Problem description: Return the lines beginning at the one that contains "Target: blue rain poncho" and running to the end of the records, exactly and with nothing else. Omit pictures.

Extracted entries:

-=-=-

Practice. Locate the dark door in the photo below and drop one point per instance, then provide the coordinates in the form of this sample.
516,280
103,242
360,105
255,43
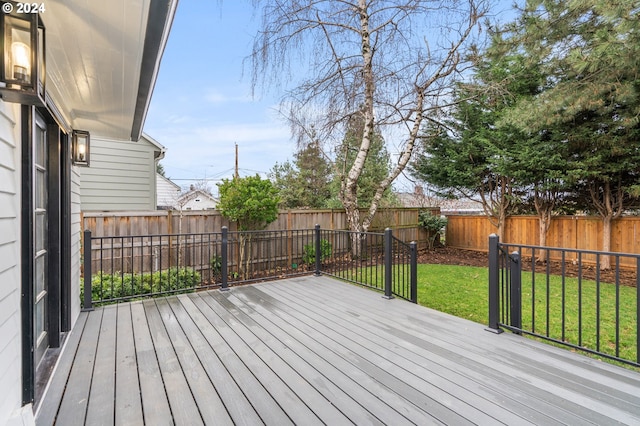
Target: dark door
41,243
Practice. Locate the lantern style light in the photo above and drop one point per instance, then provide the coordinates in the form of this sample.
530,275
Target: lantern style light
80,147
22,67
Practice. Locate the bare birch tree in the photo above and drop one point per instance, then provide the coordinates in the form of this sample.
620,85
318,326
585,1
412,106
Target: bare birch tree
394,62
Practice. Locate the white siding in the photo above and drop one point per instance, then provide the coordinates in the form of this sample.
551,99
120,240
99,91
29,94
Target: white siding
76,230
121,176
167,192
10,321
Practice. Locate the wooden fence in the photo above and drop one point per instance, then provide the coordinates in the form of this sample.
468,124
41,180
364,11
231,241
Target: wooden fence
572,232
403,221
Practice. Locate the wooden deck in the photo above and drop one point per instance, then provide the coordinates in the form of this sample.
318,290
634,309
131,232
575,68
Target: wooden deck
317,351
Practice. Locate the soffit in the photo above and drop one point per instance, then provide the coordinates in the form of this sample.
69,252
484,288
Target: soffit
95,69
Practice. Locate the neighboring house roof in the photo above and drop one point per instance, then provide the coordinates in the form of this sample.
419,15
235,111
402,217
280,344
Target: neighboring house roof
167,192
447,206
196,199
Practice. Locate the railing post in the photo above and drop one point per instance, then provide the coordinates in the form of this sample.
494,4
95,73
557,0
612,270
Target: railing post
318,249
87,303
414,271
388,263
516,290
494,284
224,270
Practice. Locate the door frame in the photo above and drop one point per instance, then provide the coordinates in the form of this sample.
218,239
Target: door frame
58,243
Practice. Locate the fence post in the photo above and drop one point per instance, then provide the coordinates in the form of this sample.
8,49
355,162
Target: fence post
225,259
494,284
388,263
515,268
414,271
87,303
318,249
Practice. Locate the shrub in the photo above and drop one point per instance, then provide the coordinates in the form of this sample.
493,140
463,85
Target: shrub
309,252
434,225
119,285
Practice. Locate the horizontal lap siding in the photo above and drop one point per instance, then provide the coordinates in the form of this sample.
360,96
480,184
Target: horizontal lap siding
76,230
121,176
10,347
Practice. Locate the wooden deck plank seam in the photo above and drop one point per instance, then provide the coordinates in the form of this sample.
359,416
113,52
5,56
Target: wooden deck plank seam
307,294
611,390
236,402
560,372
278,389
315,401
181,398
203,390
396,366
314,350
52,397
310,352
241,374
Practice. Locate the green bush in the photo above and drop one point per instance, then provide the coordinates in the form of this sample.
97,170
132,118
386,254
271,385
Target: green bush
309,252
216,266
119,285
434,225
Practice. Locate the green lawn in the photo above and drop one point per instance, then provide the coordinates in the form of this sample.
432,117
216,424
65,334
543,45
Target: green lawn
462,291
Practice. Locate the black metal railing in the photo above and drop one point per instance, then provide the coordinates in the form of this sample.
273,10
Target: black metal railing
584,299
130,267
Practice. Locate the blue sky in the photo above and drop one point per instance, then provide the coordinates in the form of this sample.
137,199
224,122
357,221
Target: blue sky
202,104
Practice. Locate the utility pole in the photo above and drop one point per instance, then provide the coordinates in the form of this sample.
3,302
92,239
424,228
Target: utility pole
236,169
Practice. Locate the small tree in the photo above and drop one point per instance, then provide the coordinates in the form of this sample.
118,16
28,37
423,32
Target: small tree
434,225
252,203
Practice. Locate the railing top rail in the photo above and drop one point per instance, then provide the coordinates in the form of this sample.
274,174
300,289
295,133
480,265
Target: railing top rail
186,234
402,243
573,250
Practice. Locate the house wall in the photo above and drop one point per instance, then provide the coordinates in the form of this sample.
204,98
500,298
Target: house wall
200,203
76,230
10,320
121,176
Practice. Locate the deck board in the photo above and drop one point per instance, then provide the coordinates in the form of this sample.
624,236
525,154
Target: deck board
101,409
183,406
128,408
153,394
313,350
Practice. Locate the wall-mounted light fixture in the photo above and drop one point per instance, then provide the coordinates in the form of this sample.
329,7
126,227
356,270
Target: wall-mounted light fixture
80,147
22,59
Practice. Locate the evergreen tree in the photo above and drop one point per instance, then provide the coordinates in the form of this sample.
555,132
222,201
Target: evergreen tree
305,183
589,52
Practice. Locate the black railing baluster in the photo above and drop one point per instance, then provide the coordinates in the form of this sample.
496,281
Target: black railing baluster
494,284
87,305
594,299
516,291
414,272
388,262
317,244
225,258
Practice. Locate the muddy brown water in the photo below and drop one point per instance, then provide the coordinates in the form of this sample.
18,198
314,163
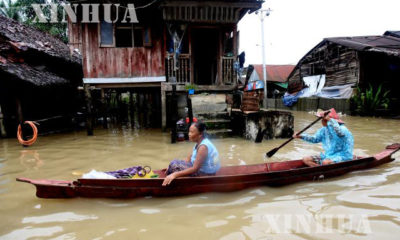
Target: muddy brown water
358,205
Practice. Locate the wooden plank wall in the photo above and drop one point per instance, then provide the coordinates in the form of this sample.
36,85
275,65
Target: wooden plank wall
107,62
340,64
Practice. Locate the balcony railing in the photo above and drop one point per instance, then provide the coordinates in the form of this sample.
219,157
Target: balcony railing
228,72
178,68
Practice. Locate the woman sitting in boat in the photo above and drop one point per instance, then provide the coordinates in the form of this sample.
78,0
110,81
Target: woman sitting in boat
203,160
337,141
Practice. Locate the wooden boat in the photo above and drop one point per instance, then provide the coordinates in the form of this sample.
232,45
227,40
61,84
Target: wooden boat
230,178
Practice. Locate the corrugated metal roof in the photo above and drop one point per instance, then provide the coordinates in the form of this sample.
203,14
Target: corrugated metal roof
24,37
386,44
392,33
275,73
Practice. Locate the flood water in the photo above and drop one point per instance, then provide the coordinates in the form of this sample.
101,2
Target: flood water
358,205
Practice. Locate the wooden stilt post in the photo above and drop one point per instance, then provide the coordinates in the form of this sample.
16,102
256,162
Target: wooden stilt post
174,112
89,114
132,109
104,109
163,108
145,110
190,110
21,119
139,109
3,132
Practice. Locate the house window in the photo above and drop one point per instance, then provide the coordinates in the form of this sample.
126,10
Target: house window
106,34
122,35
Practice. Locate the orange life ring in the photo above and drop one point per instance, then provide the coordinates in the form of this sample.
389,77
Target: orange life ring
34,137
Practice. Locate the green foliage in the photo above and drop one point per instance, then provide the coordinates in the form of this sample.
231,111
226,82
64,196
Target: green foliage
191,86
10,9
368,101
22,11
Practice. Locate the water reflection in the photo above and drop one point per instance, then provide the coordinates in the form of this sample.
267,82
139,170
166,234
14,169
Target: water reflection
30,159
248,214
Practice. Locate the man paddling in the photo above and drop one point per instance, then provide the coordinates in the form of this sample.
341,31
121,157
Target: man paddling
337,141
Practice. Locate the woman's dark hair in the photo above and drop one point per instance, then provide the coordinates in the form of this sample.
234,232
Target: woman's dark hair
201,127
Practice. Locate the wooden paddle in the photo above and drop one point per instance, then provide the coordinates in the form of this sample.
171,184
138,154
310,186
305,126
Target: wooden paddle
273,151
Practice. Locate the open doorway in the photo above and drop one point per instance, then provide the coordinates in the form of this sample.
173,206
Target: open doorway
205,42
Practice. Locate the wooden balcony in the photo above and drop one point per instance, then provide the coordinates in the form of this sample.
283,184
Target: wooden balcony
228,73
179,68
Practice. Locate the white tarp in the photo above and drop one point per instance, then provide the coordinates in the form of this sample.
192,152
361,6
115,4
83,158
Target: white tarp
316,88
337,92
315,84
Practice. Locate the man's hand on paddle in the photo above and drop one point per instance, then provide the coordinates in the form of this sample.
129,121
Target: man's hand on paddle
169,179
296,135
326,117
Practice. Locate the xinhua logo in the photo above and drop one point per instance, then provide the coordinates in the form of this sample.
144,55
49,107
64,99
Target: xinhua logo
89,13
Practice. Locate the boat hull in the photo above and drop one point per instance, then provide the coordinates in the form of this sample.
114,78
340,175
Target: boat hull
226,180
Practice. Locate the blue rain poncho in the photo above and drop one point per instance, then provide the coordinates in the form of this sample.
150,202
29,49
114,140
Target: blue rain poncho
337,141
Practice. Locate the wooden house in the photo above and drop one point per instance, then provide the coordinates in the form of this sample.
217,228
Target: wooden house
173,42
276,77
39,77
352,61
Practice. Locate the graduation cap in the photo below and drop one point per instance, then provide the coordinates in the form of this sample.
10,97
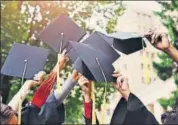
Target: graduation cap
100,41
24,61
60,32
127,42
96,61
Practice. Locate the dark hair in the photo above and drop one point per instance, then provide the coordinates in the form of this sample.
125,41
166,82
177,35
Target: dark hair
170,117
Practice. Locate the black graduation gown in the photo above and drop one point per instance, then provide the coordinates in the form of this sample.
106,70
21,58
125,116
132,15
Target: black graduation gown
130,112
49,113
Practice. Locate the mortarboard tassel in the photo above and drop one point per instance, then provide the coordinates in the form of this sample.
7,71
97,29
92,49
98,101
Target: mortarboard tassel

-=-=-

Answer to the exercise:
Target: blue rain poncho
337,141
Practice. Locate the wooden house in the photo above and drop one point per instance, then provide the coordinates in the form of this sample.
217,228
Target: wooden house
173,42
276,77
39,77
352,61
Practice. Locate the graduation cap in the photo below and drop one point per instance, then provide the coordinates in the form of this sample.
10,97
Target: graduation cap
100,41
24,61
60,32
127,42
96,61
Practice. Locate the dark hair in the photo above and drop one point per instance, then provide the coordinates in the form of this sample.
125,41
166,82
177,35
Target: dark hair
170,117
Practice. Locate the black graduation gown in the photo above and drop one point per instance, then provide the coordinates in the form of this sample.
106,70
21,58
125,116
132,15
Target: black graduation gown
130,112
49,113
Practice. Locate the mortarboard tassel in the photo above and drop one point per instance, then provide the coordinates in the form of this sample.
7,71
97,29
92,49
98,101
Target: mortarboard tassel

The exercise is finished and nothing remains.